The response should consist of every line below, unchanged.

Stored records:
=== Section Start ===

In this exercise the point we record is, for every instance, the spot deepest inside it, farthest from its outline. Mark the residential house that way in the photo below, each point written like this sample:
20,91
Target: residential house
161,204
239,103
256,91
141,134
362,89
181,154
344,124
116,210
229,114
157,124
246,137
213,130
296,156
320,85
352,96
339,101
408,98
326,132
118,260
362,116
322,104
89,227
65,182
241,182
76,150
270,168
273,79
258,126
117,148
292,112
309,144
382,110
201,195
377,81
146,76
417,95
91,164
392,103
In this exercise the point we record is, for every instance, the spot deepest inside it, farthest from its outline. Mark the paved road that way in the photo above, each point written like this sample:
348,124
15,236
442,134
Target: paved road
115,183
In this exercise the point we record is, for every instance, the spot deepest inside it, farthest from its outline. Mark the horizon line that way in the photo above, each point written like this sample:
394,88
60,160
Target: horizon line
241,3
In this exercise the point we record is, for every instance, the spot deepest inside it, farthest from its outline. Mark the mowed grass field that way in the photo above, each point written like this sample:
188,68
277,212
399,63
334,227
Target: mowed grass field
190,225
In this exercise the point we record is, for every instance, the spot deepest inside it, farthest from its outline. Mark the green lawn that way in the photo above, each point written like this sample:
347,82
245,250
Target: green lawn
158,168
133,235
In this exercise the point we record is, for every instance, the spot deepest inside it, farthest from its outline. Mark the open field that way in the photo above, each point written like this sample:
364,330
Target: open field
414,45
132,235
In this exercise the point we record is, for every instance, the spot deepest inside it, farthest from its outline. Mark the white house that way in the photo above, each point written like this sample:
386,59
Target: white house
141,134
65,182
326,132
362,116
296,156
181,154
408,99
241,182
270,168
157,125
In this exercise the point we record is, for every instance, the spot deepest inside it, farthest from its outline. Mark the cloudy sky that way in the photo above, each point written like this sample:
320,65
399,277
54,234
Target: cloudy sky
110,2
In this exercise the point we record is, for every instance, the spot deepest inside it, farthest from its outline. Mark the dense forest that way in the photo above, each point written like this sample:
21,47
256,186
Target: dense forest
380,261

=== Section End ===

**OUTPUT FOR THIS TASK**
In this exercise the point we record is, for every instance, the spot deepest inside it, farthest from its outline. Mark the residential house that way in the photo below, each point written like this sample:
20,91
Target: residential house
161,204
239,103
256,91
141,134
362,89
181,154
344,124
116,210
229,114
157,124
246,137
213,130
296,156
320,85
352,96
339,101
408,98
326,132
118,260
362,116
322,104
89,227
65,182
241,182
76,150
270,168
273,79
258,126
117,148
292,112
309,144
382,110
201,195
377,81
146,76
417,95
91,164
392,103
In this exercise the point we record is, for every instance, the spot deepest inside it, farthest from its outline. Mark the paved road that way in the photo above, each point written like this sample:
348,124
15,236
442,134
Target: paved road
115,183
In this exercise the point we record is, for every instance, the spot deepest inside it, farthest from its outline. Mark the horizon line that way in the photo above, each point written like this sample:
394,88
60,160
Target: horizon line
241,3
In this exercise the point we record is, for every instance, the spot deepest inside it, farthest from its outline. Mark the mowed grass field that way in the photo above, each point written like this sample:
188,68
277,212
399,63
334,227
Target: mowed grass field
190,225
In this exercise the point we record is, for every instance, the spot deepest inside it, farthest from its outline. Mark the green lawn that way in the photo above, each point written like this sample:
347,82
245,250
Target: green lawn
158,168
133,235
In this exercise the point we record is, for every instance, the spot deepest inside it, farthest from its outline. Mark the open field that way in the photo above, each point written like this sample:
364,330
Target: open field
414,45
132,235
In this exercise the point we record is, for every instance, the spot deepest inside it, farthest from its outline. Mark the white house that way in the photo above, each point written like this sample:
386,59
Target: white house
141,134
65,182
326,132
362,116
296,156
181,154
408,99
241,182
270,168
157,125
In this exercise the point we record is, for every instance, the spot deepest inside it, farthest from its outline. Mark the cloudy sky that way in the photo above, each point written like this sample:
320,65
399,277
54,234
Target: cloudy sky
110,2
In this exercise the point we record is, for every instance, the spot deepest inside it, farthest from its outline. Mark the dense forest that way in the photo above, each point written like this sample:
21,47
256,186
Target: dense forest
380,261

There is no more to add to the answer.